» ACTION ITEM: Answer with the exact lines of the following material from the one containing "Reviewer note: confirm that every instance of the red" through the one containing "Reviewer note: confirm that every instance of the sign", both end lines included.

» SUPPLIED RECORDS:
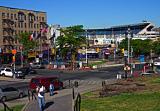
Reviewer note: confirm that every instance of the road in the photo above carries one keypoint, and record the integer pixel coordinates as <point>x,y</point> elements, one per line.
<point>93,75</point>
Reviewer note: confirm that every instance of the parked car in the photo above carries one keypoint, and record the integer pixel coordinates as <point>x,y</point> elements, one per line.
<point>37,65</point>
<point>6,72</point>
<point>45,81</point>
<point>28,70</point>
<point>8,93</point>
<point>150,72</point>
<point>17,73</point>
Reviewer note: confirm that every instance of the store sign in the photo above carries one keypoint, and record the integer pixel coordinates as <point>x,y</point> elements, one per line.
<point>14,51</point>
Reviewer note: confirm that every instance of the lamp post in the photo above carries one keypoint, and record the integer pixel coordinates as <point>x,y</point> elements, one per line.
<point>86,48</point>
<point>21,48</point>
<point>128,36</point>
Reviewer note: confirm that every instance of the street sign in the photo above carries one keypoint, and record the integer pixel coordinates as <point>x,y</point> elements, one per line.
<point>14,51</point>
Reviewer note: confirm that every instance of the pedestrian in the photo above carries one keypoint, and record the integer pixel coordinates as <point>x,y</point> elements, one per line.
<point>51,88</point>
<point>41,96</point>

---

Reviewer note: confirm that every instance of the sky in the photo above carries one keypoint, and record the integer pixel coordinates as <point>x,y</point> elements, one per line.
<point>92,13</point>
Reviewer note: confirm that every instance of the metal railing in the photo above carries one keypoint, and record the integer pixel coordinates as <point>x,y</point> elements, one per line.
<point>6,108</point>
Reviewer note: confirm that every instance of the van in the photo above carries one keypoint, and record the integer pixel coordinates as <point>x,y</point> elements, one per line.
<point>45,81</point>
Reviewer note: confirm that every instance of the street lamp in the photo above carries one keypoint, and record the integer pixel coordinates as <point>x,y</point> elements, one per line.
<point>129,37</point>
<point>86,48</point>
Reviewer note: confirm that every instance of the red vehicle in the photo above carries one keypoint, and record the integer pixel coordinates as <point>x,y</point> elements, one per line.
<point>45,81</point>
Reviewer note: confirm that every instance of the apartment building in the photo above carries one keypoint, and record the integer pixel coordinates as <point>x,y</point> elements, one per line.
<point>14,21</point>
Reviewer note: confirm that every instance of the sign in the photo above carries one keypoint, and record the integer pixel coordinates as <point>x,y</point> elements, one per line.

» SOLUTION BELOW:
Reviewer note: confirm that every instance of the red vehicle in the photo above carries one keypoint, and record the integer pixel coordinates as <point>x,y</point> elements, one per line.
<point>45,81</point>
Reviewer note: confirm that every instance of the apartment building in the photo above carries one keypoint, and record the integer pixel coordinates as <point>x,y</point> elements, one per line.
<point>14,21</point>
Reviewer note: confirm that every instance of the sign in the photo above carries one keypoint, and record the integer pixel coordinates as <point>x,y</point> elements, one per line.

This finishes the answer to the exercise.